▶ Passage given:
[start]
Travis: [14:57] So there’s two driving focuses of the gym and the build and the design, really, of it. Unfortunately, one is frugality.
Travis: [15:14] So, for anyone who hasn’t seen, it’s dimensional lumber. Everything is constructed from dimensional lumber, mostly two-by-sixes – stud-grade two by sixes, but if you order enough of them, there’s enough premium that you can …
Craig: [15:27] If you nail enough of them together, they get straight.
Travis: [15:30] Yeah. Yeah, you can face. You can face enough good, solid boards. Right?
Craig: [15:36] Enough square board feet, right.
Travis: [15:38] For all the facing for things. It allows me to build things for the future as well. It’s not perfectly permanent. If I glue and I perfectly round the edges of plywood to this size box, that is the size board that it’s going to be. If I have an untouched – other than a little bit of sanding or whatnot – two-by-six, I can take that two-by-six off and use it as framing. It’s not perfectly permanent. Right? Where it is, it’s not going anywhere. It’s not moving. But I can Lego it.
Craig: [16:15] Repurpose it. Right.
Travis: [16:15] I can deconstruct it to be able to do more. Yes, that’s a tremendous amount of work and probably not even worth it in the time vs. the the money thing, but it’s an option. Through my builds, I’ve kept that as a focus of a universal usability, that, “I can use this, but I can also deconstruct it. I can put it in my car.” More of a versatile design.
Travis: [16:40] So, when given the option to fill a gym space, it was difficult, because I can make up my own rules. If I have to fit things into a closet, now, there’s constraints.
[end]
▶ Material provided:
[start]
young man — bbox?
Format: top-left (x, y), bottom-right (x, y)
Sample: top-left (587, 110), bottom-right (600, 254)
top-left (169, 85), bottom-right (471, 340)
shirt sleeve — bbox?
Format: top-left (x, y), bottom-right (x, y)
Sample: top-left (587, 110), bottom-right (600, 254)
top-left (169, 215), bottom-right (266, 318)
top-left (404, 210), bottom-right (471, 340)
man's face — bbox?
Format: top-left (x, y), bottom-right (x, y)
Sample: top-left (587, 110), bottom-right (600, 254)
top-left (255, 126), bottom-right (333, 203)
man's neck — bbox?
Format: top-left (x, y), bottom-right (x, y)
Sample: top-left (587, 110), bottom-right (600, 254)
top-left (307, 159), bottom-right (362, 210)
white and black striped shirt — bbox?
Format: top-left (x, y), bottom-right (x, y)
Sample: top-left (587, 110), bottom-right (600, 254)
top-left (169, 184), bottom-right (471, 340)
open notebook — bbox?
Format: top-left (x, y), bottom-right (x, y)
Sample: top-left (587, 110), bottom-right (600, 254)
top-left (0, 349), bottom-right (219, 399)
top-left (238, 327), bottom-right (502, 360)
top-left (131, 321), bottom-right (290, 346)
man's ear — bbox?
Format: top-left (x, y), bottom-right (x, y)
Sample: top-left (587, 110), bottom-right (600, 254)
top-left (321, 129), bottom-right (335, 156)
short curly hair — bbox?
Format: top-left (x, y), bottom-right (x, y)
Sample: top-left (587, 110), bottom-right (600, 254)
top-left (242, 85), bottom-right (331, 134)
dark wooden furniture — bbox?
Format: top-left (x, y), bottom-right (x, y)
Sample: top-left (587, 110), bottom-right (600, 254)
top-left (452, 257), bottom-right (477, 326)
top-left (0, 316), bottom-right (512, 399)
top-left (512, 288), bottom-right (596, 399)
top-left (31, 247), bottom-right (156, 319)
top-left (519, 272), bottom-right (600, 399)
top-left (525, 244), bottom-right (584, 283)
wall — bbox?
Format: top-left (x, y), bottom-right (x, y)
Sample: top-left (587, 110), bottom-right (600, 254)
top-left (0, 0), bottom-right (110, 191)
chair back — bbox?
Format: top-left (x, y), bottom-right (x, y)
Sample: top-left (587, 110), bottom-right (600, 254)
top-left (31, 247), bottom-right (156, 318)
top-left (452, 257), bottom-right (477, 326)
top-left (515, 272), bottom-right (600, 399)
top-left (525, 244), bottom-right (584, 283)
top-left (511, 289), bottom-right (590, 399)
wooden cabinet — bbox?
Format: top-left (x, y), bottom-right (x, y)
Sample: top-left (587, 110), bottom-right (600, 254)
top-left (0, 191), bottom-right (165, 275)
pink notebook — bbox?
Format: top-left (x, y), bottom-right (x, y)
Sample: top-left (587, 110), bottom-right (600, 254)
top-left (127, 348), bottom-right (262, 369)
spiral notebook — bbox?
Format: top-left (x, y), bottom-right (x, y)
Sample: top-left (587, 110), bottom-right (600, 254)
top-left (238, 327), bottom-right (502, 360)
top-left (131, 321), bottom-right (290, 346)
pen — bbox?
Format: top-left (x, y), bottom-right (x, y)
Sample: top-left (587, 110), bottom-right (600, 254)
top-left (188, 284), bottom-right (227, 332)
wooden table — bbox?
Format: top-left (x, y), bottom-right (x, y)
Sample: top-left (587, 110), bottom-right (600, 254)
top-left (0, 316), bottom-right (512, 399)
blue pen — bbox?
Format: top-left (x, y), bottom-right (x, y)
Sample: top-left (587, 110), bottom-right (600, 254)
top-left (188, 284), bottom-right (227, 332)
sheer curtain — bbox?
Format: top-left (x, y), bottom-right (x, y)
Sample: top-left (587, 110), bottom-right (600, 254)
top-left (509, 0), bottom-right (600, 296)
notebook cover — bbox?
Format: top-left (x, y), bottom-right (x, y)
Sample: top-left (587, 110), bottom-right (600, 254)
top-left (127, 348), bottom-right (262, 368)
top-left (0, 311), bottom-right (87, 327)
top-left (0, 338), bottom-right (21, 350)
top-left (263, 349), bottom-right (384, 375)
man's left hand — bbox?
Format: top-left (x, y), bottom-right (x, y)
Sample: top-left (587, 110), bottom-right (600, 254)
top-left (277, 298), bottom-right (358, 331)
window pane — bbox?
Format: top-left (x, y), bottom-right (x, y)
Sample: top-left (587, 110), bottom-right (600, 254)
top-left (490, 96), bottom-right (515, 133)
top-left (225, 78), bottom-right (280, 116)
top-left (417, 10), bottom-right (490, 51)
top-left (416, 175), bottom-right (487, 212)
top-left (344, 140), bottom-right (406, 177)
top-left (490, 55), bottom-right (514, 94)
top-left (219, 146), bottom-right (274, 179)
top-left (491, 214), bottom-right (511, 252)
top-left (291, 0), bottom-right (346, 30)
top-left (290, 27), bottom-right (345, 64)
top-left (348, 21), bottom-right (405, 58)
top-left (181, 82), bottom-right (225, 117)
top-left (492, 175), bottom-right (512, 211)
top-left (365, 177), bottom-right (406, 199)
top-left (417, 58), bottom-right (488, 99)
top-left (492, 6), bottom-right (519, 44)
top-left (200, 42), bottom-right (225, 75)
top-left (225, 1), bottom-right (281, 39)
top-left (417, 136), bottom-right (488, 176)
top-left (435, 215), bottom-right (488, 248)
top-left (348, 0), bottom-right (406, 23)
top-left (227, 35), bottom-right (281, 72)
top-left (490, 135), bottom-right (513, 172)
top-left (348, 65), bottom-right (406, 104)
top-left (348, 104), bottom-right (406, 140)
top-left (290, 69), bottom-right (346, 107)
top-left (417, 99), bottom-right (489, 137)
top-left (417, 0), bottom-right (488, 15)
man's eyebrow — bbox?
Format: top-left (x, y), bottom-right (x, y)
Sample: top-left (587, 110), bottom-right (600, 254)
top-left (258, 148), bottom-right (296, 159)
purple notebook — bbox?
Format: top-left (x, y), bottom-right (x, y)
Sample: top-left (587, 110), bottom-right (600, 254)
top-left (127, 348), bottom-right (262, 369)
[end]
▶ Stated task:
Write the next part of the conversation about building the gym out of two-by-sixes, following on from its last line. The records have no connection to the conversation about building the gym.

▶ Answer for the task:
Craig: [16:52] Right.
Travis: [16:52] But without constraints, it’s writing the term paper on anything you want, and it takes you forever to figure it out. But if you have … Right? If you have a tiny, specific thing, you can write 20 pages about it, because you’re confined.
Travis: [17:05] So what I did is I created an anti-object, I call it – one that you see and you don’t know what prescribed movements to do on it. It’s not great for a vault. It’s not a great length for precision. It’s not a great height for things. It’s not great for anything. So it kind of breathes innovation, because you have to re-adapt. You have to re-apply to it.
Craig: [17:33] Yeah, mental flexibility required. Otherwise …
Travis: [17:35] Right. I learned everything outdoors. It’s where parkour is supposed to be. It’s where the heart of it is. It was difficulty, opening an indoor space, ’cause conflicting, ’cause I don’t really want to.
Craig: [17:51] Right.
Travis: [17:52] But there’s a necessity to do it. So how can I embody the sense of exploration, the sense of innovation, that you normally find when you just come to a new spot in the city and say, “Okay, how can I apply the movement to this space?” Right?
Craig: [18:04] That’s a good point.
Travis: [18:06] I wanted to try to bring some of that in. Through the design, I’m finding out now, a year and a half, almost two years in, through the design of the modular equipment has, I think, more to do with it than maybe the actual design, physical design of the equipment, ’cause this current setup that I have at the gym right now, I think we can leave for a little bit more.
Travis: [18:27] Usually, I rotate about every three months, for curriculum- wise, keep things fresh. Once we’ve completed the challenges, “Okay, it’s a limited space.”
Craig: [18:34] “We know this spot. Okay, let’s make this spot” …
Travis: [18:37] Right. Right, right, right. But the thing that I have now was more loosely designed on curriculum and more so just designed to replicate an urban sort of planter setting that we all love.
Craig: [18:49] Oh, planters.
Travis: [18:50] Ooh, planters and stairs.
Craig: [18:52] Something more architecturally recognizable. Right? I just had a flashback to Government Center. There are these really cool stairs and planters in Government Center. Anyway, sorry.
Travis: [19:02] Yes. Oh, yes. But that’s what it’s supposed to be.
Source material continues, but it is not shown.